- EXERCISE TASKS
1/ From the passage on recess openings, list every value given as an upper bound (equal to or less than) for the aspect ratio.
2/ According to the passage on recess openings, what is the smallest dimension in the case of an annular opening?
3/ Decide whether each statement agrees with the passage on recess openings, answering yes or no and quoting the deciding words: (a) The aspect ratio is the depth of a recess divided by the smallest dimension of its opening. (b) State of the art three-dimensional microscopes can inspect the geometry under any lighting conditions. (c) The smallest dimension is also chosen small enough to keep the aperture plate stable.

- EXTRACTED TEXT
In one aspect, a smallest dimension of the opening of the recesses facing the fluid side is between 40 pm and 500 pm, preferably 70 pm and 400 pm and most preferred between 90 pm and 300 pm. In case the shape of the opening is circular, the smallest dimension is the diameter. In case of an annular opening, the smallest dimension is the width of the ring. In case of a rectangular shape, the smallest dimension is that of the smaller edge (leg) and so forth. Selecting the smallest dimension in the above range enables a relatively small aspect ratio. To be more precise, state of the art three-dimensional microscopes may only be used for inspecting the geometry under appropriate lighting conditions. Those conditions can be met, if the aspect ratio, i.e. depth of the recesses relative to smallest dimension of the opening of the recesses (e.g. the diameter when considering a circular recess), is sufficiently low (aspect ratio = depth/smallest dimension, e.g. diameter considering a circular recess). The aspect ratio may for example be equal to or less than 2, equal to or less than 1.5, equal to or less than 1 or equal to or less than 0.6. The above definition of the smallest dimension of the opening of the recesses, hence, allows visual inspection of the characteristics of the respective recess and/or the apertures formed in the respective recess (particularly their entrance openings) during manufacture. Hence, in-process monitoring/inspection may be enabled. In this context, the smallest dimension is selected to be sufficiently large for obtaining the relatively small aspect ratio. The above definition of the smallest dimension of the opening of the recesses, hence, enables in-process monitoring/measuring but is at the same time sufficiently small to maintain the required stability of the aperture plate.

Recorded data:
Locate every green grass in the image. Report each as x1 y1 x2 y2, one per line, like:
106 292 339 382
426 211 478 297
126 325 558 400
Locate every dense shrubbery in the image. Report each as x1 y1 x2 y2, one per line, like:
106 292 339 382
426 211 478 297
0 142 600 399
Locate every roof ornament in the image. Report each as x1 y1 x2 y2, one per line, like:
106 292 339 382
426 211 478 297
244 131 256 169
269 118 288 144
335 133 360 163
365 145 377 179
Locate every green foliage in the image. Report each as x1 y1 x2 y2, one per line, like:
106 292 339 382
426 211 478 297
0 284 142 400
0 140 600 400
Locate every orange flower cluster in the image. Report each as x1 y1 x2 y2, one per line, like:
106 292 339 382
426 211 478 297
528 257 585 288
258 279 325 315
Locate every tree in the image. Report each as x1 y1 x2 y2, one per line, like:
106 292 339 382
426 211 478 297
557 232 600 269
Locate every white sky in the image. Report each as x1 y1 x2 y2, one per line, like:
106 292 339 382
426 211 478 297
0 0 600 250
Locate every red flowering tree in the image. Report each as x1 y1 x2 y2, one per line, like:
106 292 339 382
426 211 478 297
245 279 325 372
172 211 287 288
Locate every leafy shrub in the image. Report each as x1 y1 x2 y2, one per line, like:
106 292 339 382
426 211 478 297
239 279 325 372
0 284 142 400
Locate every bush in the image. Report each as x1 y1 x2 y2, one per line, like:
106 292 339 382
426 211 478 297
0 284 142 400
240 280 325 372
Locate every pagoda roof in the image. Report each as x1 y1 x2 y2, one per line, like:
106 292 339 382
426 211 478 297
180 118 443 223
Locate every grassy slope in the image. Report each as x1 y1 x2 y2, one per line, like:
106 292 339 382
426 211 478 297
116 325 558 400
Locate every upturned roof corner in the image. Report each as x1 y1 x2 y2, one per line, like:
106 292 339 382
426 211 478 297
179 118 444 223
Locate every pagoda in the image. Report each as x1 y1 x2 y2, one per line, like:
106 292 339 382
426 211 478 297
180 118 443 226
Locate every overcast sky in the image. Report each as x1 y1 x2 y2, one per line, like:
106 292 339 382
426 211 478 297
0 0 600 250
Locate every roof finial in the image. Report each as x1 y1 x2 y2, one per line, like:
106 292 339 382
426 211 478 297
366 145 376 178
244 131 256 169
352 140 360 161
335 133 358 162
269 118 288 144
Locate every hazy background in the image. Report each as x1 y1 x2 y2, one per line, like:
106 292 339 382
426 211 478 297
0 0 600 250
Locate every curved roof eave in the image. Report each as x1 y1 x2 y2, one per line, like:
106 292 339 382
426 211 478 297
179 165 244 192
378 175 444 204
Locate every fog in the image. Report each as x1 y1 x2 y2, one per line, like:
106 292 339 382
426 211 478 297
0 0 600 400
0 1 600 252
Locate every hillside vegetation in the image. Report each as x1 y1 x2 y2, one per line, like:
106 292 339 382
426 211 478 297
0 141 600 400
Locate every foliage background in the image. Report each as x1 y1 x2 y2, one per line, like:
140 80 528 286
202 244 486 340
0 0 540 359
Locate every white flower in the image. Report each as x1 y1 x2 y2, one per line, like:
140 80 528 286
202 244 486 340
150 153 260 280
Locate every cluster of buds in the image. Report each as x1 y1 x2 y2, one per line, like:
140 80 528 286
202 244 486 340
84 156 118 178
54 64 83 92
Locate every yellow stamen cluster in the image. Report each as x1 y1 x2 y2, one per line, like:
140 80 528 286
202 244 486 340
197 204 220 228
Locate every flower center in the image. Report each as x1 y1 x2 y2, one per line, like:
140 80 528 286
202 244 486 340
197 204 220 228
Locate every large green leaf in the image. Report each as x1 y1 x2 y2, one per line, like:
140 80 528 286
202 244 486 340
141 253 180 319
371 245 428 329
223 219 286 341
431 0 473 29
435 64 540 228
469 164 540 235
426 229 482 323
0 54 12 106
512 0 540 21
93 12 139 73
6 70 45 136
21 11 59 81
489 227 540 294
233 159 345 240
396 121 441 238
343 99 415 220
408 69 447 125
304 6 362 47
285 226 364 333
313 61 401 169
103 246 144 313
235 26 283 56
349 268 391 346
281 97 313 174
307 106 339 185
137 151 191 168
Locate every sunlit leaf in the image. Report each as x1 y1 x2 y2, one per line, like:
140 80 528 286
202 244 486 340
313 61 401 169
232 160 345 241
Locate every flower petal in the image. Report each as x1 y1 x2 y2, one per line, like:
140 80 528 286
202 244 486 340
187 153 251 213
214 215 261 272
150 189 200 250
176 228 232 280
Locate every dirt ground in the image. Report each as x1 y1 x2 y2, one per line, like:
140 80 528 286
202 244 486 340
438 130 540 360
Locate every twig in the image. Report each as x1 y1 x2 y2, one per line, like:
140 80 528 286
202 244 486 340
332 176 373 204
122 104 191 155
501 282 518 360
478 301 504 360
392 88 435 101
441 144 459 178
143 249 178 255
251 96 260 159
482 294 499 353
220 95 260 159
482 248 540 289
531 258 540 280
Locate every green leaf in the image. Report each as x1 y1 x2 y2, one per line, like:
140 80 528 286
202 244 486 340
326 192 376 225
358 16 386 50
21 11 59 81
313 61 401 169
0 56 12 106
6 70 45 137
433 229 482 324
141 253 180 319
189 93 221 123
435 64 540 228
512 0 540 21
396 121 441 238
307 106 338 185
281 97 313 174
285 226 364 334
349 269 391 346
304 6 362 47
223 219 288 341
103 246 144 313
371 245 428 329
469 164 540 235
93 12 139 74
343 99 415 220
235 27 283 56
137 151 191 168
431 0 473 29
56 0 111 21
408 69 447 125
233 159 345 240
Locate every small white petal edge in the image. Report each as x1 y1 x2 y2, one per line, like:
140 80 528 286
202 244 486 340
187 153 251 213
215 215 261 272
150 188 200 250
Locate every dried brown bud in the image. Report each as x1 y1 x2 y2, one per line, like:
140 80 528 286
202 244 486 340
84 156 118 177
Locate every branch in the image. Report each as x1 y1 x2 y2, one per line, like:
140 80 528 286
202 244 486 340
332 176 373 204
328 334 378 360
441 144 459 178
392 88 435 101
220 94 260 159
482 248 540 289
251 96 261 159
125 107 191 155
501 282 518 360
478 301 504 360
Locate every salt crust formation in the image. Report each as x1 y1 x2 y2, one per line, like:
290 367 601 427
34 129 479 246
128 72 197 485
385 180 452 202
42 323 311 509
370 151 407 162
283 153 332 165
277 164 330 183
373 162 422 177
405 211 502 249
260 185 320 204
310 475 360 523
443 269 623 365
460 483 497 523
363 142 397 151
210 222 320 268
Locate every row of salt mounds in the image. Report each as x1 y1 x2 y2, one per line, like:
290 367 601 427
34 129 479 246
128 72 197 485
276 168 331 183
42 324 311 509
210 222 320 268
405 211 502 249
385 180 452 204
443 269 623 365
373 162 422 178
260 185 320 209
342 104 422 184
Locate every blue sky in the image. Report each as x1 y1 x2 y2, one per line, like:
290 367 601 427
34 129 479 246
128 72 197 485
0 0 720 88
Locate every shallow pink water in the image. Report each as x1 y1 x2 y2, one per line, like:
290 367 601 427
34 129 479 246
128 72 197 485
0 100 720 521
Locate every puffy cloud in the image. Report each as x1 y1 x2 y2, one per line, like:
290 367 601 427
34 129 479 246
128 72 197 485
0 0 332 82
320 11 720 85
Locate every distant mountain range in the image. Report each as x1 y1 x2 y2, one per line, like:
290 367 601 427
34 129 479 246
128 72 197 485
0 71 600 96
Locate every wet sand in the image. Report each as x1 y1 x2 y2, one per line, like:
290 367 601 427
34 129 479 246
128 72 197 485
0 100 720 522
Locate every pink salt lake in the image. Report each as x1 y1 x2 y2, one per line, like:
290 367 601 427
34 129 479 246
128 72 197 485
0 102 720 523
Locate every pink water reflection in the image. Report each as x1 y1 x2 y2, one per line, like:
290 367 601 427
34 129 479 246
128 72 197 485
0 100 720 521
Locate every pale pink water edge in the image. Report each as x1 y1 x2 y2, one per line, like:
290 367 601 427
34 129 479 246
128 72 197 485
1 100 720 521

- RESPONSES BY TASK
1/ 2, 1.5, 1, 0.6

2/ The width of the ring.

3/
(a) Yes: "aspect ratio = depth/smallest dimension"
(b) No: "may only be used for inspecting the geometry under appropriate lighting conditions"
(c) Yes: "sufficiently small to maintain the required stability of the aperture plate"